▸ TASK REQUIREMENTS
Each record should be written out exactly as it stands.
-- DATA SHOWN follows --
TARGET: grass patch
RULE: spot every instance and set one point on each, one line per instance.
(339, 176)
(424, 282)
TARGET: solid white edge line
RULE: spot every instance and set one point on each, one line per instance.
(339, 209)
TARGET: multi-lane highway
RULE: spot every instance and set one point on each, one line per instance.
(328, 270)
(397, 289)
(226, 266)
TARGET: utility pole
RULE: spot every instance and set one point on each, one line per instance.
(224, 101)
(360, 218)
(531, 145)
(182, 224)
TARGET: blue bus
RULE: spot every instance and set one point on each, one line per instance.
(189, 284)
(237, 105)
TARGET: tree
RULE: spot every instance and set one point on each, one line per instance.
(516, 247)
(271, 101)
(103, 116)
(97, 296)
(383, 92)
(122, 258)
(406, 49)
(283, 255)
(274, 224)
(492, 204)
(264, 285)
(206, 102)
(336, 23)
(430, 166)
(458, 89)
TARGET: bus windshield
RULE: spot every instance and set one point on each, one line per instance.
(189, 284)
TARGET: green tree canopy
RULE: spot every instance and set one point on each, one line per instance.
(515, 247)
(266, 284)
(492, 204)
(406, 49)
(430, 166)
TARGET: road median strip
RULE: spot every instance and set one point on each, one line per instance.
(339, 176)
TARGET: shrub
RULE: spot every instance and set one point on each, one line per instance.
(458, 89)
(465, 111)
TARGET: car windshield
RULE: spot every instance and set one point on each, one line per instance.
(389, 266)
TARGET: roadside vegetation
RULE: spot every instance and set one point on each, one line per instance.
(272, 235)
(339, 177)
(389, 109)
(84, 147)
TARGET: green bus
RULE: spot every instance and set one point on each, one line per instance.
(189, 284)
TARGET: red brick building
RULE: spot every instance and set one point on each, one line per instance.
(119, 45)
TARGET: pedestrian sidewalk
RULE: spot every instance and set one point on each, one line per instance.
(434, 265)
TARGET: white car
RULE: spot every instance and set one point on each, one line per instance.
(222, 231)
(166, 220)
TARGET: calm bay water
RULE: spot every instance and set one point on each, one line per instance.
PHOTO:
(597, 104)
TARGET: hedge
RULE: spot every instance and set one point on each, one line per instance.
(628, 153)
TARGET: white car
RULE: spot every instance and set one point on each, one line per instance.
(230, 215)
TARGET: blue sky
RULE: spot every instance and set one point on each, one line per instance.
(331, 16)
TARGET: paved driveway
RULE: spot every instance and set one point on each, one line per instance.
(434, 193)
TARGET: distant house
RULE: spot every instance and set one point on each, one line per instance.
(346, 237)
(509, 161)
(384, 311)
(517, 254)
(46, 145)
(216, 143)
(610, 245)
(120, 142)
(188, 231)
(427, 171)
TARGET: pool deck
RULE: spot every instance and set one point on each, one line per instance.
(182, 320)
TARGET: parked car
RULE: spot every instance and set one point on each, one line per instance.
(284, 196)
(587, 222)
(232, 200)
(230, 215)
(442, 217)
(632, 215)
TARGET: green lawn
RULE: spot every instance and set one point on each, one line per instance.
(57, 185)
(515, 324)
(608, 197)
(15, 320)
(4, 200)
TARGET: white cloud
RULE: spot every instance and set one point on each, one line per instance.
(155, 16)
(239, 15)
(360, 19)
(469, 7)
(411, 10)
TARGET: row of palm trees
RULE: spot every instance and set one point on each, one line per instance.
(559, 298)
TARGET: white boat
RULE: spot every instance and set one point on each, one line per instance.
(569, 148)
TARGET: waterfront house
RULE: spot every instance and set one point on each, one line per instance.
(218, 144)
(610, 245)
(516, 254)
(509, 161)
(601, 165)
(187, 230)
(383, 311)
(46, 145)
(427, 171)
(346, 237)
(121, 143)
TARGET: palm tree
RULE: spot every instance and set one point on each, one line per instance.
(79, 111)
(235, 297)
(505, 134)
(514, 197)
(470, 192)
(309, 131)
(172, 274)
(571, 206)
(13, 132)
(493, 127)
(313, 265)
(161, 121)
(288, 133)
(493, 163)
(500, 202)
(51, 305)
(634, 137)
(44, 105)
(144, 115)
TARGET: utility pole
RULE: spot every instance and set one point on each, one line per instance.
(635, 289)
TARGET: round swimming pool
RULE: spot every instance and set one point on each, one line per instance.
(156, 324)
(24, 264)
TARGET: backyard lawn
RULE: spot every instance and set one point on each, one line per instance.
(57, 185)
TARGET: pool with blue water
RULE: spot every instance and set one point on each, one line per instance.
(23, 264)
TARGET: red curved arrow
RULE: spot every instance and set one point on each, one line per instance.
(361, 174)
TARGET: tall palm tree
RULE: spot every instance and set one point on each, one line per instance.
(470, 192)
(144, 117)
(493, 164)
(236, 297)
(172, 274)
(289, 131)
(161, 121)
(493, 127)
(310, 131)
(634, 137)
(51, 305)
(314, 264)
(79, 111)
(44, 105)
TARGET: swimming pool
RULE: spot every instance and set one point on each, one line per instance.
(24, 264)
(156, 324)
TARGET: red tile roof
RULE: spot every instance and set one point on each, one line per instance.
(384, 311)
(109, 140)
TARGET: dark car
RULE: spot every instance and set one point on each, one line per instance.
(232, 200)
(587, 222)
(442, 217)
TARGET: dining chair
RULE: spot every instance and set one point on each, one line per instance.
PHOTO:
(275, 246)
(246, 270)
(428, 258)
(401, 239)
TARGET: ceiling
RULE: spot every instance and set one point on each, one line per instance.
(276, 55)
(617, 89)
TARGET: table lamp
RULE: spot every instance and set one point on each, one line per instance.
-- DATA SHOWN concluded --
▸ TASK ANSWER
TARGET: grass patch
RULE: spot every instance and set one point on each, one line per instance.
(339, 176)
(424, 282)
TARGET: solid white edge line
RULE: spot every instance and set one point on each, one line per instance.
(339, 209)
TARGET: multi-lane highway
RULE: spot every instance and set one point on each, one line per instance.
(328, 270)
(397, 289)
(226, 266)
TARGET: utility pole
RULE: spot every instance and set one point on each, one line per instance.
(224, 101)
(360, 218)
(531, 145)
(182, 224)
TARGET: blue bus
RULE: spot every instance and set one point on each, one line per instance.
(189, 284)
(237, 105)
TARGET: tree
RULE: spot every instance and set one point on each, one line per instance.
(516, 247)
(271, 101)
(103, 116)
(97, 296)
(383, 92)
(122, 258)
(406, 49)
(283, 255)
(274, 224)
(492, 204)
(264, 285)
(206, 102)
(336, 23)
(430, 166)
(458, 89)
TARGET: bus windshield
RULE: spot every instance and set one point on each, one line per instance.
(189, 284)
TARGET: green tree canopy
RULE: spot every instance and set one point on each, one line per instance.
(515, 247)
(266, 284)
(492, 204)
(406, 49)
(430, 166)
TARGET: road median strip
RULE: spot every instance and set one point on each, one line per instance.
(339, 176)
TARGET: shrub
RULE: spot every instance and set one point on each, one line per instance.
(458, 89)
(465, 111)
TARGET: car windshield
RULE: spot every instance and set one point on each, one line per instance.
(389, 266)
TARGET: roadside vegetation
RULE: spot every instance and set one point on each, one line per instance.
(272, 235)
(339, 177)
(389, 109)
(84, 147)
TARGET: green bus
RULE: spot every instance and set one point on each, one line per instance.
(189, 284)
TARGET: red brick building
RULE: spot every instance and set one point on each, one line per instance.
(119, 45)
TARGET: pedestrian sidewalk
RULE: spot every instance and set one point on each, one line per instance.
(434, 265)
TARGET: white car
RULE: spot every instance and set one point on each, one line per instance.
(222, 231)
(166, 220)
TARGET: calm bay water
RULE: spot every instance and set one point on each, one line per instance.
PHOTO:
(597, 104)
TARGET: hedge
RULE: spot every instance and set one point on each, one line per instance.
(628, 153)
TARGET: white car
RULE: spot every instance and set one point on each, one line per instance.
(230, 215)
TARGET: blue sky
RULE: spot every instance and set one point on each, one line per instance.
(331, 16)
TARGET: paved driveway
RULE: spot every instance and set one point on each, one line per instance.
(434, 193)
TARGET: distant house
RULE: spot every instance and set one point on each, one line per instance.
(346, 237)
(509, 161)
(384, 311)
(517, 254)
(46, 145)
(216, 143)
(610, 245)
(120, 142)
(188, 231)
(427, 171)
TARGET: pool deck
RULE: spot every instance and set one point on each, one line per instance.
(182, 320)
TARGET: parked car
RULE: spot every instance and set one point on each, one line per instance.
(284, 196)
(587, 222)
(232, 200)
(230, 215)
(442, 217)
(632, 215)
TARGET: green lawn
RULE: spot every instance and set one point on each, one line per instance.
(57, 185)
(515, 324)
(608, 197)
(15, 320)
(4, 200)
TARGET: white cloud
RULE: spot every instance and set one point on each, one line per instance.
(155, 16)
(239, 15)
(360, 19)
(469, 7)
(411, 10)
TARGET: row of palm trees
RULE: spot every instance and set one point on each, one line per instance.
(559, 298)
TARGET: white boat
RULE: spot every instance and set one point on each, one line per instance.
(569, 148)
TARGET: waterfront house
RULE: spot every instance and set one point on each, one line per instance.
(218, 144)
(610, 245)
(516, 254)
(509, 161)
(601, 165)
(187, 230)
(383, 311)
(46, 145)
(427, 171)
(346, 237)
(121, 143)
TARGET: palm tree
RULE: spot every instance and set one point on each, one line per instance.
(79, 111)
(235, 297)
(505, 134)
(514, 197)
(470, 192)
(309, 131)
(172, 274)
(571, 206)
(13, 132)
(493, 127)
(313, 265)
(161, 121)
(288, 133)
(493, 163)
(500, 202)
(51, 305)
(634, 137)
(44, 105)
(144, 115)
TARGET: utility pole
RULE: spot every instance and set one point on each, one line per instance.
(635, 289)
TARGET: round swimming pool
RULE: spot every instance and set one point on each, one line per instance.
(156, 324)
(24, 264)
TARGET: backyard lawn
RULE: spot every instance and set one point on each, one line per instance.
(57, 185)
TARGET: pool with blue water
RULE: spot every instance and set one point on each, one line per instance.
(23, 264)
TARGET: red curved arrow
RULE: spot every instance and set one point on each, one line per instance.
(361, 174)
TARGET: tall palm tree
RULE: spot every instance and set one point on each, one line per instance.
(470, 192)
(144, 117)
(493, 164)
(236, 297)
(172, 274)
(289, 131)
(161, 121)
(493, 127)
(310, 131)
(634, 137)
(51, 305)
(314, 264)
(79, 111)
(44, 105)
TARGET: swimming pool
RULE: spot every instance and set one point on each, one line per instance.
(24, 264)
(156, 324)
TARGET: red tile roof
RULE: spot every instance and set one point on each, one line per instance.
(384, 311)
(109, 140)
TARGET: dark car
RULE: spot every instance and set one point on each, one line per instance.
(232, 200)
(587, 222)
(442, 217)
TARGET: dining chair
RULE: spot every instance and set one point on each, one line per instance.
PHOTO:
(275, 246)
(246, 270)
(428, 258)
(401, 239)
TARGET: ceiling
RULE: spot every instance and set one point on each, one line per instance.
(276, 55)
(617, 89)
TARGET: table lamp
RULE: spot every instance and set one point on each, one line per instance.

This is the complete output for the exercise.